* _STATED TASK_: In the essay about schools, repeat word for word the part running from "School-Whipped" to "the town parade.".

School-Whipped

Schools dominate my life.

It’s been decades since I’ve been in a classroom as a student and many years since I’ve been in the classroom as a teacher. But I have never been able to detach from education institutions, because of my kids. Classrooms, homework, grades, the school calendar command my time and brain space. Writing about schools is an effortless task, because they are on my mind all day long.

Ian’s school turned Memorial Day into a five day holiday. Which is fine. But it meant that I couldn’t quite get into the writing zone and get my crap done. I got some minor e-mail tasks done yesterday, but after three hours of him playing Plants v. Zombies, I felt guilty and took him to the mall. My work day was finished. On Monday, he had to be at the school at 8:00am to perform with the school marching band in the town parade.

Other chores for Ian today include a phone call to his case manager to discuss how we would go about bumping him a year ahead for math. I have to figure out what I’m going to do with him for a two week gap between camps in August. Is there enough money in the Ian slush fund for extra tutoring in the summer?

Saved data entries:
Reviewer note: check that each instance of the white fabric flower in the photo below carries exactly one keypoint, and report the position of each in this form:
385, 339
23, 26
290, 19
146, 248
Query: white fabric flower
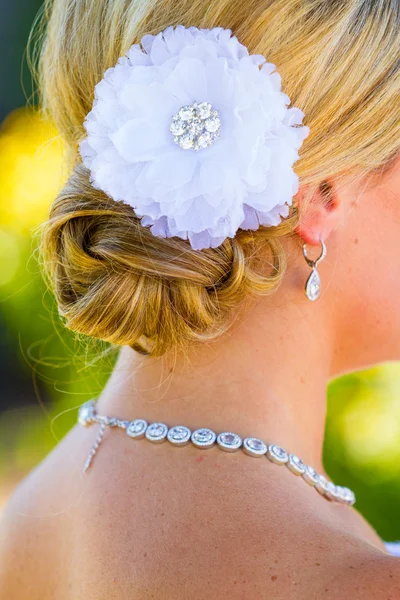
242, 178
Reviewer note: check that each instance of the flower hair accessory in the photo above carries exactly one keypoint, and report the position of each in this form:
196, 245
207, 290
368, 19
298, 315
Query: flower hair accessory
196, 135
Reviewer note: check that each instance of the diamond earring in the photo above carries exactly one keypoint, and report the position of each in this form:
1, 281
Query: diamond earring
313, 283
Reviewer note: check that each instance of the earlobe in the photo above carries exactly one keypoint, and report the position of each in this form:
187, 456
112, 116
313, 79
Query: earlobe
319, 211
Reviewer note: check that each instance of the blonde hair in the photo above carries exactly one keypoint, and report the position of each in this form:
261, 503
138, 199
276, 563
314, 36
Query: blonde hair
113, 280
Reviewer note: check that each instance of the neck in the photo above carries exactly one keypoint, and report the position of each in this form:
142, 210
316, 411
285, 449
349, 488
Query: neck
264, 379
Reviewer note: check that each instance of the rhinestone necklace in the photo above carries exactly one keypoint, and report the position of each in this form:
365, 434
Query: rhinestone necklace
179, 435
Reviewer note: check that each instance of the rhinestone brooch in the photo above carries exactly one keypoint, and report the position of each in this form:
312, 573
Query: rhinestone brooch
179, 435
195, 126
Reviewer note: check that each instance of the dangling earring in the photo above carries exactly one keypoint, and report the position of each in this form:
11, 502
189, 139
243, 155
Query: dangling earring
313, 283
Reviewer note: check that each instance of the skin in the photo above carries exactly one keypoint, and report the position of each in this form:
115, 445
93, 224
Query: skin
154, 521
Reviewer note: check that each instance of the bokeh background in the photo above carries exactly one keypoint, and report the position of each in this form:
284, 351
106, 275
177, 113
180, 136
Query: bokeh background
46, 373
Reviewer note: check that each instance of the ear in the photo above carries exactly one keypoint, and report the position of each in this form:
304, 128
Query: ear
319, 210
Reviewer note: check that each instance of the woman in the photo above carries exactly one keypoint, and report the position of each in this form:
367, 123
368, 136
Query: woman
186, 236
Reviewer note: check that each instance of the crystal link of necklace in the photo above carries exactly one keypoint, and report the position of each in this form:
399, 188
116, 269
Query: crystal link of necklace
179, 435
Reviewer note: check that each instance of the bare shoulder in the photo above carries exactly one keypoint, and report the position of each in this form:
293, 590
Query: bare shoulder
163, 525
371, 576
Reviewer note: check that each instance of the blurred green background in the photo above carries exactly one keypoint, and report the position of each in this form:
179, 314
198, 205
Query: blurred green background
45, 373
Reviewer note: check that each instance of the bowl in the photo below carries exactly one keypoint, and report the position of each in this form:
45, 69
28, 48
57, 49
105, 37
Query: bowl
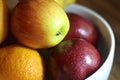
105, 42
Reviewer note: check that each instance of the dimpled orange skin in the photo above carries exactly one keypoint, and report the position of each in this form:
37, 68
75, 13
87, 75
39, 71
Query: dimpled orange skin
3, 20
20, 63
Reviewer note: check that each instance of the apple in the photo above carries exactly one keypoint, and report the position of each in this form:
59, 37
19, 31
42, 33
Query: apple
81, 28
60, 2
3, 20
39, 23
73, 59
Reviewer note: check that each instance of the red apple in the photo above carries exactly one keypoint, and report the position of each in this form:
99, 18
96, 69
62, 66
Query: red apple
81, 28
73, 60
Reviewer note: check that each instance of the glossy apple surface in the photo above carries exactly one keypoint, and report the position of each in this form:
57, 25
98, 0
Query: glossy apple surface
73, 60
39, 23
81, 28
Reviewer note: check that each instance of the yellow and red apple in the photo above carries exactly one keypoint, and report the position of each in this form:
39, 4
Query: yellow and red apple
3, 20
39, 23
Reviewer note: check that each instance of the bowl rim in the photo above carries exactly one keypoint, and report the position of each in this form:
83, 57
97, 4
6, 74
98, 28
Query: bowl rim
110, 56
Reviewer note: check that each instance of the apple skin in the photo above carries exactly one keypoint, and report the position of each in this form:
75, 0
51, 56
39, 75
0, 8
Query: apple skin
81, 28
73, 60
3, 20
60, 2
39, 23
68, 2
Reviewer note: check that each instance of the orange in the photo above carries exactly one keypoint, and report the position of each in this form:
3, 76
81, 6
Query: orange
3, 20
20, 63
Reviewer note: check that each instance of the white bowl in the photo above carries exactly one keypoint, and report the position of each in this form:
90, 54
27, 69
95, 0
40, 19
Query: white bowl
105, 42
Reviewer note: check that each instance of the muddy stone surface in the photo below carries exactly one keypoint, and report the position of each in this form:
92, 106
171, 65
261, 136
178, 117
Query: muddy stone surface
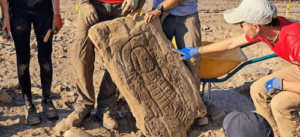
158, 88
214, 28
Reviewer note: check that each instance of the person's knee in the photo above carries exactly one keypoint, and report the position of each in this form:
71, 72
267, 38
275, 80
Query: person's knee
45, 64
22, 68
280, 103
255, 90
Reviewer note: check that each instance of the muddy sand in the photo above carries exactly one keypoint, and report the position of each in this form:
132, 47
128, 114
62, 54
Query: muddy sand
230, 95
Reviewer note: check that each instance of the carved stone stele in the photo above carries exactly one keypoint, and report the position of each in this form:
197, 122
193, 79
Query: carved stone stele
159, 89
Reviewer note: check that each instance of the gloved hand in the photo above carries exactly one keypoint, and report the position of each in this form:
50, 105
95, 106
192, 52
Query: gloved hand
88, 13
6, 27
188, 52
129, 5
274, 84
57, 23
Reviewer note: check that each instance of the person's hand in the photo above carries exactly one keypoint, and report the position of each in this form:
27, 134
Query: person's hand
6, 26
151, 15
129, 5
57, 23
188, 52
274, 84
88, 13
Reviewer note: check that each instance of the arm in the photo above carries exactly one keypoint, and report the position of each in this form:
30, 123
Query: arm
167, 4
57, 21
226, 44
292, 86
56, 7
6, 21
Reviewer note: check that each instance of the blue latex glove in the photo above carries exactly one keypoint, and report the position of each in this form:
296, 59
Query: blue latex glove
274, 83
188, 52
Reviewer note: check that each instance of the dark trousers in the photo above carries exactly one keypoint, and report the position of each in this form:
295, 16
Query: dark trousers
23, 13
84, 59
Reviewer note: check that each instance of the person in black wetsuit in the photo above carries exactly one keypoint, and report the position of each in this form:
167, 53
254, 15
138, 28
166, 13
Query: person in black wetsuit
44, 15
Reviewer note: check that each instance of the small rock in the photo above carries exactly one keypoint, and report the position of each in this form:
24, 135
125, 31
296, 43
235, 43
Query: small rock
21, 120
67, 22
5, 98
205, 27
33, 46
13, 84
77, 132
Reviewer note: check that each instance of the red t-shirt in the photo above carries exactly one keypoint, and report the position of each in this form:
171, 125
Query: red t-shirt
288, 43
112, 1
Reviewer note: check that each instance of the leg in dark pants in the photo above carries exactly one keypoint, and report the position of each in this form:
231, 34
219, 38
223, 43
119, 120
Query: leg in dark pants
20, 29
41, 26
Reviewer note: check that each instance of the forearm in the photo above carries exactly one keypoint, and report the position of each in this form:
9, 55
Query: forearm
4, 8
56, 6
292, 86
168, 4
226, 44
83, 1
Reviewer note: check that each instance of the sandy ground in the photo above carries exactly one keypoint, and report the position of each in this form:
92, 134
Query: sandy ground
230, 95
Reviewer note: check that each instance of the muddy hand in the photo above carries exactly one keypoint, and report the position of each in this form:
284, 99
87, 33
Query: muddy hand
129, 5
137, 11
151, 15
88, 13
57, 23
6, 28
274, 83
188, 52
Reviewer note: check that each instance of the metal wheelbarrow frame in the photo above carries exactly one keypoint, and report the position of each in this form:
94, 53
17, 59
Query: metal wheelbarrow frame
208, 81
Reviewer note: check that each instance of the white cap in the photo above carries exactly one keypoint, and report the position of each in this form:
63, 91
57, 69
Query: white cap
252, 11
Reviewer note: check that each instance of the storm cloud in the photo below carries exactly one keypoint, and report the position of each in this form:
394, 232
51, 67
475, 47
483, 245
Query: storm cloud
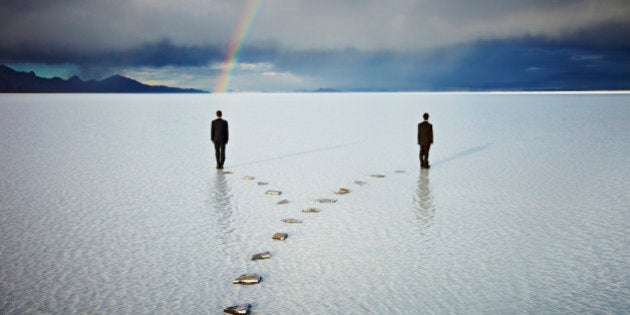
352, 44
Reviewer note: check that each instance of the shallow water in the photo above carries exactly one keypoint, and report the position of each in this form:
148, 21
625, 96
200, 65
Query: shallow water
110, 204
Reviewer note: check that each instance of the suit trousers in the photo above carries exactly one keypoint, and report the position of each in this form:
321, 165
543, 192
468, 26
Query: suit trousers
219, 152
424, 155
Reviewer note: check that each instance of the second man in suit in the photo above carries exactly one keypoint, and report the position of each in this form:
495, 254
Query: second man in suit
425, 139
219, 135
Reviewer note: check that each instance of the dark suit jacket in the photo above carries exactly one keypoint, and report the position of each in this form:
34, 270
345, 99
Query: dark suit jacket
219, 131
425, 133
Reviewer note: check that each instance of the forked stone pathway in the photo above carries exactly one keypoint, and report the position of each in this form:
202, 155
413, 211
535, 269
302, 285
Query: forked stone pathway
250, 278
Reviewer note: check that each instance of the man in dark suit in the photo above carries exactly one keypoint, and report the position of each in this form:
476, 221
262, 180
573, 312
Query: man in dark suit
219, 135
425, 139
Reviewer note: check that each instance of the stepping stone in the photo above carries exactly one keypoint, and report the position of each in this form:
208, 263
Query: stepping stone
291, 220
259, 256
248, 278
325, 200
280, 236
238, 309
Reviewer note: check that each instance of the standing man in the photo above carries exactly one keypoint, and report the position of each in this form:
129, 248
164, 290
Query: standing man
219, 136
425, 139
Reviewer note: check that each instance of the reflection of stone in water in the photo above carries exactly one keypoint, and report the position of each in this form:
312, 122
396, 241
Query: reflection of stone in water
423, 199
326, 200
280, 236
292, 221
248, 278
220, 204
238, 309
259, 256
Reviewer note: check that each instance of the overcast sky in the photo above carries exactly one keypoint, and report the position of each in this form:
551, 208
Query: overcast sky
343, 44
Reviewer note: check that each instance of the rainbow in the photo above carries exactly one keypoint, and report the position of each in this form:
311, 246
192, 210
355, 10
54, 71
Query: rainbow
236, 45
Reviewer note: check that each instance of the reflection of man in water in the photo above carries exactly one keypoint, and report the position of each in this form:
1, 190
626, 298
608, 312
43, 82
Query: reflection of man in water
425, 139
219, 136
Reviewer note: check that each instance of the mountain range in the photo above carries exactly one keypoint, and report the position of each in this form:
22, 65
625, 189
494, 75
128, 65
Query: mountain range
12, 81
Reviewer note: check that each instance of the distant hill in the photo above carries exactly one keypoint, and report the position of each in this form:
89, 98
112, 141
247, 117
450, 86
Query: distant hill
12, 81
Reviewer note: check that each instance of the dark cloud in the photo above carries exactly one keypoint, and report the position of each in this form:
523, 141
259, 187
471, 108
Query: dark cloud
348, 44
157, 54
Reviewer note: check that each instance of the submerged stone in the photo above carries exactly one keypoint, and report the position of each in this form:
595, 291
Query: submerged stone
325, 200
291, 220
238, 309
248, 278
280, 236
265, 255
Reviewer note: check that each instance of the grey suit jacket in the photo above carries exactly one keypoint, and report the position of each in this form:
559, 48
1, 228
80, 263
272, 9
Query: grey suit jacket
425, 133
219, 131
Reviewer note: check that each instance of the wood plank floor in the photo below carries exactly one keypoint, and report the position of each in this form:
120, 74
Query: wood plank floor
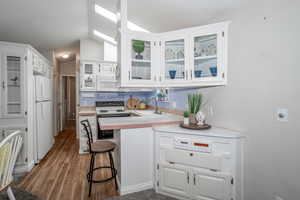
62, 173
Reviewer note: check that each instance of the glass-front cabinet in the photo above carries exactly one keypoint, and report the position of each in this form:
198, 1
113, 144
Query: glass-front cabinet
88, 77
174, 59
141, 60
207, 62
12, 84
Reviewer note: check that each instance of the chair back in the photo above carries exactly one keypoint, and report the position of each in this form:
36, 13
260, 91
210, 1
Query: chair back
88, 130
9, 150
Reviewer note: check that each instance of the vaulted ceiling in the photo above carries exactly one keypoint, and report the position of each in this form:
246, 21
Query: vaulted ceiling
56, 24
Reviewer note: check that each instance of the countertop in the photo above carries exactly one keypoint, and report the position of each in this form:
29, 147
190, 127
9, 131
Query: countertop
213, 132
147, 118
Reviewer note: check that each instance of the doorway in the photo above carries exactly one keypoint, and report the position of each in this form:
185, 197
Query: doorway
68, 102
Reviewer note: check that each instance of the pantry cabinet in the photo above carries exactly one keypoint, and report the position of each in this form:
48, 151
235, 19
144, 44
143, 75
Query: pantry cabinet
12, 82
191, 57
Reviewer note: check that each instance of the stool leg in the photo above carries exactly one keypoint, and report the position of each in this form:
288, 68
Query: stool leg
113, 169
91, 173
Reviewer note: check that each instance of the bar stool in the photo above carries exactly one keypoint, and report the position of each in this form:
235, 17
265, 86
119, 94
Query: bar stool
99, 147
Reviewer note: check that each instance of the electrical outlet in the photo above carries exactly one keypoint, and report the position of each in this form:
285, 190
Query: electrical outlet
276, 197
282, 114
174, 105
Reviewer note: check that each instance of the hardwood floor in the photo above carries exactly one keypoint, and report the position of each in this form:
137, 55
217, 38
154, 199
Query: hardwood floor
62, 174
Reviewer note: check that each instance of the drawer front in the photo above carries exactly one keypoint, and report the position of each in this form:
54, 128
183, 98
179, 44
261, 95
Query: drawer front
196, 159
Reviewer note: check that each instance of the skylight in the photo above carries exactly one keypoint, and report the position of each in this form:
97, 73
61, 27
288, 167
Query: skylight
113, 17
105, 37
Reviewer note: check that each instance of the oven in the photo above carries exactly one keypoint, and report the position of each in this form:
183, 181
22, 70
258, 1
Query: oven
109, 109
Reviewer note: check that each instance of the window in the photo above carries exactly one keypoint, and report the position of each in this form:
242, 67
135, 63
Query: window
110, 52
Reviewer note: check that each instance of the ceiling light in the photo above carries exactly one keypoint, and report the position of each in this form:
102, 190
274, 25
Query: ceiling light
65, 56
106, 13
113, 17
105, 37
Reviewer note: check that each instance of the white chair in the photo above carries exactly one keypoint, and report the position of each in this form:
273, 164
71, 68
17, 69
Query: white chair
9, 150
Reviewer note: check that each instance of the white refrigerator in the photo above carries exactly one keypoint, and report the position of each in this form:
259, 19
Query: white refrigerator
43, 117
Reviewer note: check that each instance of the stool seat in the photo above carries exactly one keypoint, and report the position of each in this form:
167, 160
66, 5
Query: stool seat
102, 146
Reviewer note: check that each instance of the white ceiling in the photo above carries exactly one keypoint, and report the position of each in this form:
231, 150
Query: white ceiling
45, 24
59, 24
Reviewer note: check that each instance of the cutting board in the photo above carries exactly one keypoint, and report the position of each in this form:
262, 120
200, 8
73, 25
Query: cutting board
133, 103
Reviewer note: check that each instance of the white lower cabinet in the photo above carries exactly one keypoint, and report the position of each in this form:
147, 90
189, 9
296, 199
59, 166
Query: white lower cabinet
174, 180
210, 185
194, 184
199, 165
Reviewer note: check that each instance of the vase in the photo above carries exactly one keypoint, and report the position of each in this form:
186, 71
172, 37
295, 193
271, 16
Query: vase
139, 56
186, 121
192, 119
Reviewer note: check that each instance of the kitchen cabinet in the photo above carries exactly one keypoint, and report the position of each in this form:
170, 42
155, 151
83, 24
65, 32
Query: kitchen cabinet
206, 165
88, 77
191, 57
18, 65
142, 57
174, 180
12, 81
98, 75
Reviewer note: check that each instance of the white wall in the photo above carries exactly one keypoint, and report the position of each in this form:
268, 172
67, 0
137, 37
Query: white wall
91, 50
68, 68
263, 76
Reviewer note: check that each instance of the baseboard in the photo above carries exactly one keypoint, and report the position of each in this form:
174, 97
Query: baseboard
136, 188
23, 168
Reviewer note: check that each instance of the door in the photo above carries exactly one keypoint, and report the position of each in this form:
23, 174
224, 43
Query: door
43, 133
13, 64
174, 180
207, 56
174, 59
207, 185
141, 60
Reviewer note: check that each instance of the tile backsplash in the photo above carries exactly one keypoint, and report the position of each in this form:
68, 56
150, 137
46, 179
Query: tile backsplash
89, 98
179, 96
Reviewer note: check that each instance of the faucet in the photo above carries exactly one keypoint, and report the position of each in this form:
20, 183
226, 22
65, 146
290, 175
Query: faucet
156, 106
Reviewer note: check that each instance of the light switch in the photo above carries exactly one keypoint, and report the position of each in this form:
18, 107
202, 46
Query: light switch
282, 114
174, 105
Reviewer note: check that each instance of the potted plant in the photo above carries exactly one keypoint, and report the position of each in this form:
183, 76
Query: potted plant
194, 106
186, 115
139, 47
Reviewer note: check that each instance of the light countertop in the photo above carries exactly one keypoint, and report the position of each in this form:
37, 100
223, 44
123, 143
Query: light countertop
213, 132
146, 118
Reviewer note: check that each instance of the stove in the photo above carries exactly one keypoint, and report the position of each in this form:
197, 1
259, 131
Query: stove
107, 109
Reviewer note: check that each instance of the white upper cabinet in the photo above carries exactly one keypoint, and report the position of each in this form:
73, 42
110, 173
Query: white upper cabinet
12, 82
191, 57
174, 59
88, 77
141, 60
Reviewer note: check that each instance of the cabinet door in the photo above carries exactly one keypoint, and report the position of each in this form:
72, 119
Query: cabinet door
208, 51
208, 185
174, 59
174, 180
13, 83
140, 60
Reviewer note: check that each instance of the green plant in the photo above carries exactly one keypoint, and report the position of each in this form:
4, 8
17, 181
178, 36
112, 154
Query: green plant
186, 114
138, 46
194, 102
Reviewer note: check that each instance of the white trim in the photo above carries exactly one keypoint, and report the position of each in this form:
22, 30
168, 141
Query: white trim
136, 188
24, 168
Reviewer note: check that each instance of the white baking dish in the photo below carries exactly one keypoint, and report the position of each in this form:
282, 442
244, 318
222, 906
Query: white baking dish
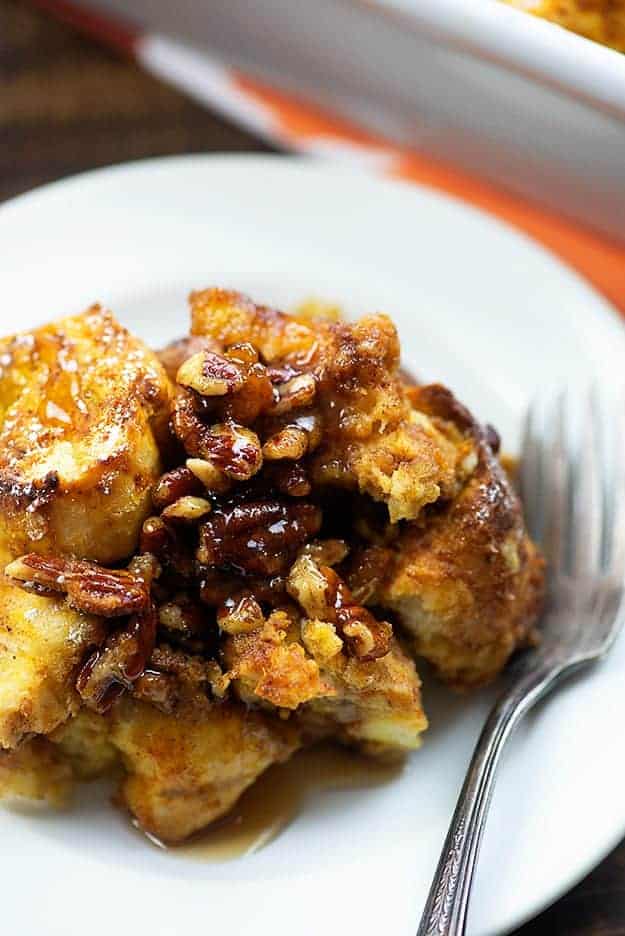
479, 84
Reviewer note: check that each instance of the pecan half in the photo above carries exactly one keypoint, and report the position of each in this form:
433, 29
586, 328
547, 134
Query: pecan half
113, 668
210, 374
297, 392
258, 537
240, 615
181, 482
89, 587
290, 443
325, 597
211, 477
187, 509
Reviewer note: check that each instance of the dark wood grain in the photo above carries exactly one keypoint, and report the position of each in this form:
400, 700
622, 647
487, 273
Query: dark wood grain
67, 105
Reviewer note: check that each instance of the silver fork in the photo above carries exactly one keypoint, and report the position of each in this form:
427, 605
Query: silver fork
573, 491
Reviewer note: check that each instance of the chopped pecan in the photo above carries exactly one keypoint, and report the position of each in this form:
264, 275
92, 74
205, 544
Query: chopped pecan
159, 689
211, 477
145, 566
217, 586
291, 443
258, 537
231, 448
181, 482
240, 615
113, 668
187, 508
326, 552
234, 450
89, 587
190, 624
211, 374
365, 572
174, 354
288, 478
298, 391
325, 597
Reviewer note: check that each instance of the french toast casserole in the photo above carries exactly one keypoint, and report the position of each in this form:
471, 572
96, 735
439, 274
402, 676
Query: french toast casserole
220, 553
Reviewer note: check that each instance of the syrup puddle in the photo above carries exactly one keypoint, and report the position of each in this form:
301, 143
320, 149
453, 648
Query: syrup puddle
279, 795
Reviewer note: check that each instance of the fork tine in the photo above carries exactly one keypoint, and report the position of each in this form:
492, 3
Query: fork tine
616, 498
530, 472
556, 487
588, 492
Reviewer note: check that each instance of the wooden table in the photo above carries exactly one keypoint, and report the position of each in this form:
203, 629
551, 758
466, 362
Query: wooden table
67, 105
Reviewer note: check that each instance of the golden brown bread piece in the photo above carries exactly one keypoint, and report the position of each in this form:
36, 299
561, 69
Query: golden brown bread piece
600, 20
83, 406
373, 440
42, 642
186, 770
468, 583
320, 515
302, 664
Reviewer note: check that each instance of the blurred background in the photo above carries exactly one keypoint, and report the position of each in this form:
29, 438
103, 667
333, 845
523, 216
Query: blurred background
544, 150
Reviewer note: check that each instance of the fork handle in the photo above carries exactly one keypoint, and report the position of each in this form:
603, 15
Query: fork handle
446, 907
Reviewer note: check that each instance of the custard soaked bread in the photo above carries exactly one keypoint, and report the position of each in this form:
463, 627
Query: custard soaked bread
317, 527
83, 410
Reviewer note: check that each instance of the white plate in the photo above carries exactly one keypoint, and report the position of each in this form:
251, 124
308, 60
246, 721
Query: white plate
479, 307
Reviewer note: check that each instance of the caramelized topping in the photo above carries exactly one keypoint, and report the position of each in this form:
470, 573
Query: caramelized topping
89, 587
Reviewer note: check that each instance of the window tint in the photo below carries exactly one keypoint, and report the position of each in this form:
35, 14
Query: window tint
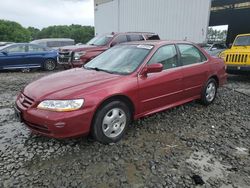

* _FINISHED EXERCISE_:
School-Whipped

Schools dominate my life.

It’s been decades since I’ve been in a classroom as a student and many years since I’ve been in the classroom as a teacher. But I have never been able to detach from education institutions, because of my kids. Classrooms, homework, grades, the school calendar command my time and brain space. Writing about schools is an effortless task, because they are on my mind all day long.

Ian’s school turned Memorial Day into a five day holiday. Which is fine. But it meant that I couldn’t quite get into the writing zone and get my crap done. I got some minor e-mail tasks done yesterday, but after three hours of him playing Plants v. Zombies, I felt guilty and took him to the mall. My work day was finished. On Monday, he had to be at the school at 8:00am to perform with the school marching band in the town parade.